- What to work on -
All of the data must be printed exactly; please include every line.

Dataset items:
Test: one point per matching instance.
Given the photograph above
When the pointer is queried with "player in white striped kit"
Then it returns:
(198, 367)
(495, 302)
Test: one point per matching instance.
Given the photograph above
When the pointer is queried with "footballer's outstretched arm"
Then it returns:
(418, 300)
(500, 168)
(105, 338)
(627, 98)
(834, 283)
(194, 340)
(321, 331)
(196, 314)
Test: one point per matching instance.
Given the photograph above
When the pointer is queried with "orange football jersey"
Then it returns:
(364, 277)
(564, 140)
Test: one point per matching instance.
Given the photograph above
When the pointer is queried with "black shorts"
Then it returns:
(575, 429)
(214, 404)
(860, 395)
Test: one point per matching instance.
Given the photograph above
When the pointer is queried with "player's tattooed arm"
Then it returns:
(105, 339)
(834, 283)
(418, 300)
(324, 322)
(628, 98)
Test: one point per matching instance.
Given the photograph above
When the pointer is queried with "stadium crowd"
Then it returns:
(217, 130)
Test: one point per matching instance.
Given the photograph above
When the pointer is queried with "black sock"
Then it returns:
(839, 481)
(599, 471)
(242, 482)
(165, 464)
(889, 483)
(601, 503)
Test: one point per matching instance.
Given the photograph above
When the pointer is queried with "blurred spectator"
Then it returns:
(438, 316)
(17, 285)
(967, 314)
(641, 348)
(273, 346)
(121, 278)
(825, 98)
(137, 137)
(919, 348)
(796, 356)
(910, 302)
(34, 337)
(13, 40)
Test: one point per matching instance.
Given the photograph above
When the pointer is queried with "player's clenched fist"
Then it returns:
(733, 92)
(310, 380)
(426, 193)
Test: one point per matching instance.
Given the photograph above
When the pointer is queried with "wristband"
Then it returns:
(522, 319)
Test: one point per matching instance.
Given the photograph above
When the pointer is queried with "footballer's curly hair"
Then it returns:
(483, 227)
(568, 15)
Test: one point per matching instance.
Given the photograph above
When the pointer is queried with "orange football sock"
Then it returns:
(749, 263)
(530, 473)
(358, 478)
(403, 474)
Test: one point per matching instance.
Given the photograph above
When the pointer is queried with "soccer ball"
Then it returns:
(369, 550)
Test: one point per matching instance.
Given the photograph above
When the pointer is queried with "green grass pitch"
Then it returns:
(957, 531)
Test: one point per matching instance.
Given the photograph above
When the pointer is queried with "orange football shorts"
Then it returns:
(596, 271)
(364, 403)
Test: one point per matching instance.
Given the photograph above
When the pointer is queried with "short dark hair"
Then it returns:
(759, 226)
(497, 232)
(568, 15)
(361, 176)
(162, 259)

- Task answer -
Test: one point per matching instance.
Given the photograph above
When the pointer is queried with "player in white striped kit"
Then it returns:
(198, 367)
(495, 302)
Test: one point per matching instance.
Given the photograph above
When the pointer is queried with "footballer's outstretched arm"
Then it returns:
(418, 300)
(500, 168)
(105, 338)
(627, 98)
(834, 283)
(194, 340)
(321, 331)
(196, 314)
Test: one point per matching instance.
Given the photograph above
When the pointer is queried with "orange football jersey"
Then it returns:
(364, 277)
(564, 140)
Test: one point per matching instance.
Given the photograph above
When the pointer is queried with "black shorts"
Then it returns:
(575, 429)
(214, 404)
(860, 395)
Test: one point per matching instance.
Given the photograph above
When the pointer is queried with "player's tattooed arm"
Then it returns:
(105, 339)
(834, 283)
(418, 300)
(324, 322)
(628, 98)
Test: one point per matching instance.
Given the photograph above
When the pointer is queried with "stadium crowd"
Then it returns:
(217, 130)
Test: one point per matching instance.
Given the photograph above
When the pointer is queried with "black sock"
Then it returns:
(839, 481)
(599, 471)
(242, 482)
(165, 464)
(889, 483)
(601, 503)
Test: one point per matching instance.
Given the photograph above
When the pointer is queried with "blurred spectator"
Then it returns:
(438, 316)
(17, 285)
(967, 314)
(641, 348)
(273, 346)
(121, 278)
(825, 98)
(137, 137)
(919, 348)
(796, 356)
(910, 302)
(34, 337)
(13, 40)
Test: one point per matching instance.
Given the photograph above
When the pointer is queried with "player's clenched fist"
Then it returns:
(733, 92)
(310, 380)
(426, 193)
Test: one point per matching instance.
Given the photograph above
When the pointer is queried with "wristband"
Then it returns:
(522, 319)
Test: one point per matching instance.
Given the photograph above
When the pointer is queried with "footballer's curly hair"
Then it returns:
(483, 227)
(568, 15)
Test: one point per matching instance.
Given the photograph above
When the pointer is queried with "orange football sock"
Then it returns:
(749, 263)
(530, 473)
(358, 478)
(403, 474)
Test: one point per matching instance.
Given the photograph above
When the pointer is queried with "soccer ball"
Then it returns:
(369, 550)
Test: one point per matching instance.
Given the photograph above
When the pointer is queried with "green grass pitch"
Then it returns:
(957, 531)
Test: one point per matching instance.
Given the photograph above
When the pointer is queried with "orange football shorts"
Then it returns:
(596, 271)
(364, 403)
Test: one point per matching instance.
Given the photograph above
When the pointer is queried with "short dark hair"
Then it returns:
(759, 226)
(497, 232)
(568, 15)
(361, 176)
(162, 259)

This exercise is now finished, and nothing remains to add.